Render all of the material below as a numbered list, leaving out blank lines.

→ Input records
:::::

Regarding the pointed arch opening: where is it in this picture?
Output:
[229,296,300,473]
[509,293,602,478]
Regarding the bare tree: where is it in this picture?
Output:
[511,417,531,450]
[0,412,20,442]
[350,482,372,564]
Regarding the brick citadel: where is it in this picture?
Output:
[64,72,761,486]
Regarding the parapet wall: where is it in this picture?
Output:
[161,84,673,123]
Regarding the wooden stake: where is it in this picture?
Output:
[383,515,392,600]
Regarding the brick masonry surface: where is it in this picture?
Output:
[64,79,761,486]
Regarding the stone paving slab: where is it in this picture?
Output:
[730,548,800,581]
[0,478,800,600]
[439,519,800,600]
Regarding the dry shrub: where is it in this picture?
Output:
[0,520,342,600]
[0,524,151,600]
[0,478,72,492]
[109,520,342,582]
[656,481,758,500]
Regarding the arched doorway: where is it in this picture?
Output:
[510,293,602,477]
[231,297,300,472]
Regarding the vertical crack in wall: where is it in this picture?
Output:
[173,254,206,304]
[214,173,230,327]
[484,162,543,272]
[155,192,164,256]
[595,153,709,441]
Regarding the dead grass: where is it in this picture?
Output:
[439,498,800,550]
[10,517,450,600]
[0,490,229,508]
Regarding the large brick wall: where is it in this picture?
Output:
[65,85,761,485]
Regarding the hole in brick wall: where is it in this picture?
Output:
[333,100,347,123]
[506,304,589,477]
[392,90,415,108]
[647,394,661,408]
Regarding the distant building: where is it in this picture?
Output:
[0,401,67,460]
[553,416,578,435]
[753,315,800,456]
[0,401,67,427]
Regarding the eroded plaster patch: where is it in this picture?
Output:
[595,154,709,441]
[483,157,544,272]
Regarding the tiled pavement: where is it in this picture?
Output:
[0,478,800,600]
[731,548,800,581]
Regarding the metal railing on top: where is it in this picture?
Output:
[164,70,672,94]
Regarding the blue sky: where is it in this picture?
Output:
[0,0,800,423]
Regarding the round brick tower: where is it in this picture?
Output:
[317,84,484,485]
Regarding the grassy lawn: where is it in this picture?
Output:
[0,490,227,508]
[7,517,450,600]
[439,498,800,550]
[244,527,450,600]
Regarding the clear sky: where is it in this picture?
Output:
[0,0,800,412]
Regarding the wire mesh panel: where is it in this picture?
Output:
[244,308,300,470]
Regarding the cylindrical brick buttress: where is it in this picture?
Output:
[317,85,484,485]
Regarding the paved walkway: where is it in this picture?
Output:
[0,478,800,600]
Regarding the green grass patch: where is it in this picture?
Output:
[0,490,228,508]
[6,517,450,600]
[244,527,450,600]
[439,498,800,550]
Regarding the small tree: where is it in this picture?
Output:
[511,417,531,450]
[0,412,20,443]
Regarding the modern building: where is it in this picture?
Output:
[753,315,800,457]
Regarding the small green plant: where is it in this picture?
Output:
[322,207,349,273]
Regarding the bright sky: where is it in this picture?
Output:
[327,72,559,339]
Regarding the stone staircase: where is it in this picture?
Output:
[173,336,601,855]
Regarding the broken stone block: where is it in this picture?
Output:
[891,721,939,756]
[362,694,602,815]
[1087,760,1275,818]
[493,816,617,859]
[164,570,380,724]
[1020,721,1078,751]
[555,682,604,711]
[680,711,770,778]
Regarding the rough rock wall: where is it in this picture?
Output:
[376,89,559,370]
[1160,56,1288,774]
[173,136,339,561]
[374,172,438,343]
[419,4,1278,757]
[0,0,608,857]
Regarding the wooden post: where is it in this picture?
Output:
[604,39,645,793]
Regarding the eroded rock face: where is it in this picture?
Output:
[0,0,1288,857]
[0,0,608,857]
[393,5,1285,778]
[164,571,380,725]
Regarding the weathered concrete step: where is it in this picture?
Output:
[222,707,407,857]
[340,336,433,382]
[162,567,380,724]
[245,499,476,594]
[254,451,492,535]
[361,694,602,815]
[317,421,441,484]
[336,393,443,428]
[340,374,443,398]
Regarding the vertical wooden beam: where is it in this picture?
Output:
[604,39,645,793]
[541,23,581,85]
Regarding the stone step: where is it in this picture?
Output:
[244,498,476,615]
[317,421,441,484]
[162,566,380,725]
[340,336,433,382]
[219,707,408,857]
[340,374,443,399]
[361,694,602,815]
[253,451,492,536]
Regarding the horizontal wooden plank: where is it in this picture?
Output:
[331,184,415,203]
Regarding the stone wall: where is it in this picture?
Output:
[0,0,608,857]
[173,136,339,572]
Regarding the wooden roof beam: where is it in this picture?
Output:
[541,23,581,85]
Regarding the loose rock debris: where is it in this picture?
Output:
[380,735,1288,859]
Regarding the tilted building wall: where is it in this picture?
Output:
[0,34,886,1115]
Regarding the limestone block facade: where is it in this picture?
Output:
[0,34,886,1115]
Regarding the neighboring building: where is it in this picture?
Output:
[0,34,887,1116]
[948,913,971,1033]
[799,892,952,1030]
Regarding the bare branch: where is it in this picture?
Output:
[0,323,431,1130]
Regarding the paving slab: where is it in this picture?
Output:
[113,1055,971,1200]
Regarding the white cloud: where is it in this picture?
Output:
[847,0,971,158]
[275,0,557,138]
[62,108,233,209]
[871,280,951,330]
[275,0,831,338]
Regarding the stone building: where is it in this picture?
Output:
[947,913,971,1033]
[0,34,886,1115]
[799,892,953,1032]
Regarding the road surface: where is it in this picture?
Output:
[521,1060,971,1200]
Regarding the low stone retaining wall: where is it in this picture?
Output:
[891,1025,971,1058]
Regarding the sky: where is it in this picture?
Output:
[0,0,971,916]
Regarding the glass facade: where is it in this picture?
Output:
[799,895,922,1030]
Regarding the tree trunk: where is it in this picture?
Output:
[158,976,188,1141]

:::::

→ Written response
1. Regarding the pointed arch opening: where is it in this picture?
2. Output:
3. [229,296,300,473]
4. [509,293,602,478]
5. Regarding the bare tree: where is it in this picture?
6. Output:
7. [511,417,531,450]
8. [0,412,20,442]
9. [350,482,372,564]
10. Regarding the brick citadel: where is it in this picture?
11. Output:
12. [64,72,761,486]
13. Regarding the parapet wall: where is it in this picture?
14. Output:
15. [161,84,673,123]
16. Regarding the wooden stake: where is it in this picture?
17. Output:
18. [383,515,392,600]
19. Regarding the brick masonry surface: where is it in this picture?
20. Output:
21. [64,79,761,486]
22. Regarding the stone paving slab: where is it in this picture?
23. Output:
24. [730,548,800,581]
25. [0,478,800,600]
26. [439,519,800,600]
27. Regarding the dry shrub: where is it in this picture?
28. Output:
29. [0,520,342,600]
30. [0,524,151,600]
31. [0,478,72,492]
32. [109,520,342,582]
33. [656,481,758,500]
34. Regarding the arched doorway: where is it in this picture?
35. Output:
36. [510,293,602,477]
37. [231,297,300,472]
38. Regarding the vertical crack in wall: where is it in this picture?
39. Output:
40. [173,254,206,304]
41. [214,173,230,327]
42. [484,162,543,272]
43. [155,192,164,256]
44. [595,153,709,441]
45. Regarding the dead grass: where is it in this picture?
46. Output:
47. [439,498,800,550]
48. [10,517,450,600]
49. [0,490,229,508]
50. Regarding the large brick wall: where is it in this picture?
51. Output:
52. [65,85,761,485]
53. Regarding the hole in brick wall: where is it in this picture?
54. Output:
55. [333,100,347,123]
56. [506,304,589,477]
57. [392,90,415,108]
58. [647,394,661,408]
59. Regarding the distant building: where is it in this picture?
60. Output:
61. [0,401,67,460]
62. [553,416,578,435]
63. [753,315,800,456]
64. [0,401,67,427]
65. Regarding the eroded plaster patch: where is it in this picture?
66. Output:
67. [595,154,709,441]
68. [483,157,544,272]
69. Regarding the tiled pavement: where is it in this picture?
70. Output:
71. [0,478,800,600]
72. [731,548,800,581]
73. Regarding the metal railing on top: where is it in this picture?
74. Output:
75. [164,70,672,94]
76. Regarding the blue sky: where is it in this picture?
77. Output:
78. [0,0,800,423]
79. Regarding the round brick tower: where is it in this picture?
80. Output:
81. [317,84,484,485]
82. Regarding the grassy lawn: where is it in this picture?
83. Output:
84. [0,490,227,508]
85. [7,517,450,600]
86. [439,498,800,550]
87. [244,527,450,600]
88. Regarding the clear sky: where is it in this picture?
89. Output:
90. [0,0,800,412]
91. Regarding the wire mesh panel: where is it in this picture?
92. Output:
93. [244,308,300,470]
94. Regarding the cylindrical brick buttress: where is it in this picture?
95. Output:
96. [317,85,484,485]
97. Regarding the paved walkway: where is it in this picture?
98. Output:
99. [0,478,800,600]
100. Regarding the green grass patch: where is it in this picture?
101. Output:
102. [0,490,228,508]
103. [6,517,450,600]
104. [244,527,450,600]
105. [439,498,800,550]
106. Regarding the small tree: where is it in this picture?
107. Output:
108. [511,417,531,450]
109. [0,412,20,443]
110. Regarding the modern building: where is it in this picture?
111. Output:
112. [753,315,800,457]
113. Regarding the small green plant: where is it in this picture?
114. Output:
115. [322,207,349,273]
116. Regarding the bright sky: where is it in this picture?
117. Output:
118. [327,72,559,339]
119. Regarding the stone staircase: where is it in this picture?
120. Output:
121. [173,336,601,855]
122. Regarding the broken stone block: where is it in this picture?
123. Output:
124. [891,721,939,756]
125. [362,694,602,815]
126. [1087,760,1275,818]
127. [493,816,617,859]
128. [164,570,380,724]
129. [1020,721,1078,751]
130. [555,682,604,711]
131. [680,711,770,778]
132. Regarding the rough rock wall: where is it in this picture?
133. Output:
134. [376,89,559,370]
135. [1160,56,1288,774]
136. [173,136,339,561]
137. [374,172,438,343]
138. [419,4,1278,757]
139. [0,0,608,857]
140. Regarding the wooden post: where is it in this picture?
141. Output:
142. [604,39,645,793]
143. Regarding the eroded rock face: where is it in this picture?
144. Output:
145. [0,0,1288,857]
146. [0,0,608,857]
147. [393,5,1285,778]
148. [164,571,380,725]
149. Regarding the weathered concrete step: where is it in this picture?
150. Output:
151. [222,707,407,857]
152. [340,336,433,382]
153. [162,567,380,724]
154. [245,499,476,594]
155. [254,451,492,535]
156. [361,694,602,815]
157. [317,421,441,484]
158. [336,393,443,428]
159. [340,374,443,398]
160. Regarding the vertical wooden beam: where is it in this picture?
161. Output:
162. [604,39,645,793]
163. [541,23,581,85]
164. Regarding the stone step: where is it in this picture?
165. Output:
166. [244,498,476,615]
167. [317,421,441,484]
168. [162,566,380,725]
169. [340,336,433,382]
170. [219,707,408,857]
171. [340,374,443,399]
172. [361,694,602,815]
173. [253,451,492,536]
174. Regarding the horizontal wooden plank: where is it in this picture?
175. Output:
176. [331,184,415,203]
177. Regarding the stone wall: where is it in this picture?
178. Output:
179. [0,0,608,857]
180. [173,136,339,572]
181. Regarding the wooden roof beam: where is it in this picture?
182. Output:
183. [541,23,581,85]
184. Regarding the loose rock debris: where is it in this picture?
185. Output:
186. [380,735,1288,859]
187. Regarding the tilted building wall: where is it in this picture?
188. Output:
189. [0,34,886,1115]
190. Regarding the limestone block facade: where is it in this picture?
191. Output:
192. [0,34,886,1115]
193. Regarding the neighboring building: where is it in this picture?
194. Output:
195. [0,34,887,1116]
196. [948,913,971,1033]
197. [799,892,952,1030]
198. Regarding the bare branch: where is it in this picture?
199. Output:
200. [0,323,431,1130]
201. Regarding the paving slab: where is it in this picture?
202. Output:
203. [113,1055,971,1200]
204. Regarding the white cloud: where is it in this picture?
205. Output:
206. [847,0,971,158]
207. [275,0,557,138]
208. [62,108,233,209]
209. [871,280,951,330]
210. [275,0,831,338]
211. Regarding the stone building: where is it in this picture?
212. Output:
213. [947,913,971,1033]
214. [0,34,886,1115]
215. [799,892,953,1032]
216. Regarding the road surface: where is it in this picture?
217. Output:
218. [521,1060,971,1200]
219. Regarding the low stone retaining wall: where is it in this picture?
220. Output:
221. [891,1025,971,1058]
222. Regarding the sky: where is it in this picture?
223. Output:
224. [0,0,971,916]
225. Regarding the glass facade: where is it in this picture?
226. Output:
227. [799,895,922,1030]
228. Regarding the tree trunk: where is it in this picture?
229. Output:
230. [158,976,188,1141]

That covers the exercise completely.